[Data in this exercise]:
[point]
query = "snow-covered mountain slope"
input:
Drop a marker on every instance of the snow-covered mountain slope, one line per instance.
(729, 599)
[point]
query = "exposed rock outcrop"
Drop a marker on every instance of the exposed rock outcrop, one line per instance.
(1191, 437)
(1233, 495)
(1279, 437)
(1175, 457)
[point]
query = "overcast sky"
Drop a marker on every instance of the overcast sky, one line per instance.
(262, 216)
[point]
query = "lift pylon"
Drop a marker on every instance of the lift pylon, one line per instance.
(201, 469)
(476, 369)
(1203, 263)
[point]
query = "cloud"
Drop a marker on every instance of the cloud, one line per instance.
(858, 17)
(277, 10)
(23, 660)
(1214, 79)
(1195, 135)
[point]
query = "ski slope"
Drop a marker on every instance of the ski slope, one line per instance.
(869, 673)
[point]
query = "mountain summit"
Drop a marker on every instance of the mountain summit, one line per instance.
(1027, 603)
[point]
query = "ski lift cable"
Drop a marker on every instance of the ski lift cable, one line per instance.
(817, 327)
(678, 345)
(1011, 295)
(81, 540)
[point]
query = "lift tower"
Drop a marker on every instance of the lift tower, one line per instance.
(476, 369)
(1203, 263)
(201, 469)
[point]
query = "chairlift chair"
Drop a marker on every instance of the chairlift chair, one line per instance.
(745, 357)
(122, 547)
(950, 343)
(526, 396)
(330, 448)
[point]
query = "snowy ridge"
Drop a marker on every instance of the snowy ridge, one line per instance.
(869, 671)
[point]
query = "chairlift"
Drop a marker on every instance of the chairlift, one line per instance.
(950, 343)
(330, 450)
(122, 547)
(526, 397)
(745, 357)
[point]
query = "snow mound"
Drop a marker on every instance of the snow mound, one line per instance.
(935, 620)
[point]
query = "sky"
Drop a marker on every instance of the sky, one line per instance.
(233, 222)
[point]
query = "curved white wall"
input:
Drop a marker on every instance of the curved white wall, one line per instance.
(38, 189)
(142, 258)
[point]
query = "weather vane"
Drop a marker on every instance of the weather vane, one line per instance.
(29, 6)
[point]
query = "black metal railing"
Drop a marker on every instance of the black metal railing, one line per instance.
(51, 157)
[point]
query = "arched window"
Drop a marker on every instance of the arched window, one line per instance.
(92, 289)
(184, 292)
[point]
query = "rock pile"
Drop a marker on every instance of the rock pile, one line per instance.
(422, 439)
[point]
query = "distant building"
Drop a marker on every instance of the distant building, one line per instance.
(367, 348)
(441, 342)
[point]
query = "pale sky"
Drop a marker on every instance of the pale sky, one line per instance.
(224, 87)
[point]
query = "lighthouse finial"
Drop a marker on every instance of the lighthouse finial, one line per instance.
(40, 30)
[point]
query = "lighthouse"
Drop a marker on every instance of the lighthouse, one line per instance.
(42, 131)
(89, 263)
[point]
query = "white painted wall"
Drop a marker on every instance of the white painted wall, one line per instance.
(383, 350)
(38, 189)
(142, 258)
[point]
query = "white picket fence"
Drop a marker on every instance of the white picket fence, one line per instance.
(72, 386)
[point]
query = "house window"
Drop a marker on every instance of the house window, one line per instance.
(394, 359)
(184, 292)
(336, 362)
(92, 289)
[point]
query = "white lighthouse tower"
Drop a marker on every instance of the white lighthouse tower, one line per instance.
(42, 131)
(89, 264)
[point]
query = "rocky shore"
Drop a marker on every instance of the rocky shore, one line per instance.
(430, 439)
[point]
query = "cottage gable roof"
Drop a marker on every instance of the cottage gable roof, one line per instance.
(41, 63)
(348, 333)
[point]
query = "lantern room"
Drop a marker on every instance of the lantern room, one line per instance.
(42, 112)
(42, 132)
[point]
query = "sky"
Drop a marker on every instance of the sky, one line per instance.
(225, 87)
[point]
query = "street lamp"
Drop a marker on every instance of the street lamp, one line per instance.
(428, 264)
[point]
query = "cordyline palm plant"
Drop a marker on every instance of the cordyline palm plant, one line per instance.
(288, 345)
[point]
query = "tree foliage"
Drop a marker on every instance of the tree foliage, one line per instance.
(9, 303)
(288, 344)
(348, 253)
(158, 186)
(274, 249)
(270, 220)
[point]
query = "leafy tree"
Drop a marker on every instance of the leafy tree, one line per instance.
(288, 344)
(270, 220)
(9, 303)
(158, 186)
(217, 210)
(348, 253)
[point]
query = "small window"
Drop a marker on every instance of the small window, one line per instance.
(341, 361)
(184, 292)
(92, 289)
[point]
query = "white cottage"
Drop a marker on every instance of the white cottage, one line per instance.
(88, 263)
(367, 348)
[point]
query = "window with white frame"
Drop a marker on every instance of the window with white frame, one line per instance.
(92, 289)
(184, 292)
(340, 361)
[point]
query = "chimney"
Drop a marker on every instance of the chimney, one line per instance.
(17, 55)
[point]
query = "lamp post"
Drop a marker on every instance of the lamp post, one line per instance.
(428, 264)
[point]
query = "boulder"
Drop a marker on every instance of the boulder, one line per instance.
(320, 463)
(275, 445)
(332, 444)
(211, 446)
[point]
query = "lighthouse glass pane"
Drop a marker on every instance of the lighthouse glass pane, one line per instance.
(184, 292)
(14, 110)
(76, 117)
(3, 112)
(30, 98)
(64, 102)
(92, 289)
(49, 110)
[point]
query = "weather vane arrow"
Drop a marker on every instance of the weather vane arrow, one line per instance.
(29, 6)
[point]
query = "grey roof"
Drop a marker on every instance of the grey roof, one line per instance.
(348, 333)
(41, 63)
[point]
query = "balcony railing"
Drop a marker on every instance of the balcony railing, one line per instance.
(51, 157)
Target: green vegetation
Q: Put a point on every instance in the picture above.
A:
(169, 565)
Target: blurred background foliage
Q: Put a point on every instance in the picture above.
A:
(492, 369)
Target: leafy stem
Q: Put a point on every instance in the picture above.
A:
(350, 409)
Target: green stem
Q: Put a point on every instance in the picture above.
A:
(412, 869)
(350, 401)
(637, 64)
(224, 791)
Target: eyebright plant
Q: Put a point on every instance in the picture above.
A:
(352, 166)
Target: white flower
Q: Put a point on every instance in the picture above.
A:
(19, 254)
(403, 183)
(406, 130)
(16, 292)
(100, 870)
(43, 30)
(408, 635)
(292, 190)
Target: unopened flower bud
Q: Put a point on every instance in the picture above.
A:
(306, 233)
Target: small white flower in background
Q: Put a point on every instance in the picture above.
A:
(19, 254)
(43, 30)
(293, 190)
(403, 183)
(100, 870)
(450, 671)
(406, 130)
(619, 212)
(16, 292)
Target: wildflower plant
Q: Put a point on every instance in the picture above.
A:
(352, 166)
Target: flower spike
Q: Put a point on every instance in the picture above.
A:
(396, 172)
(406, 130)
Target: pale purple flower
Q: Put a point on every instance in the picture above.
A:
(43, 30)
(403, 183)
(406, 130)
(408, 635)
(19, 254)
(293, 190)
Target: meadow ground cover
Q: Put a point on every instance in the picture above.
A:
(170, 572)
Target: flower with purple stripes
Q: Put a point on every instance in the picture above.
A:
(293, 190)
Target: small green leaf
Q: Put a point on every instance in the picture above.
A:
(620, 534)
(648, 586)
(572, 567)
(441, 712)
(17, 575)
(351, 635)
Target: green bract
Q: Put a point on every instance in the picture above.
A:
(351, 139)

[Task]: Each line of the listing that holds the string "stem" counts once; state how many there are, with nothing added.

[Response for this exercise]: 2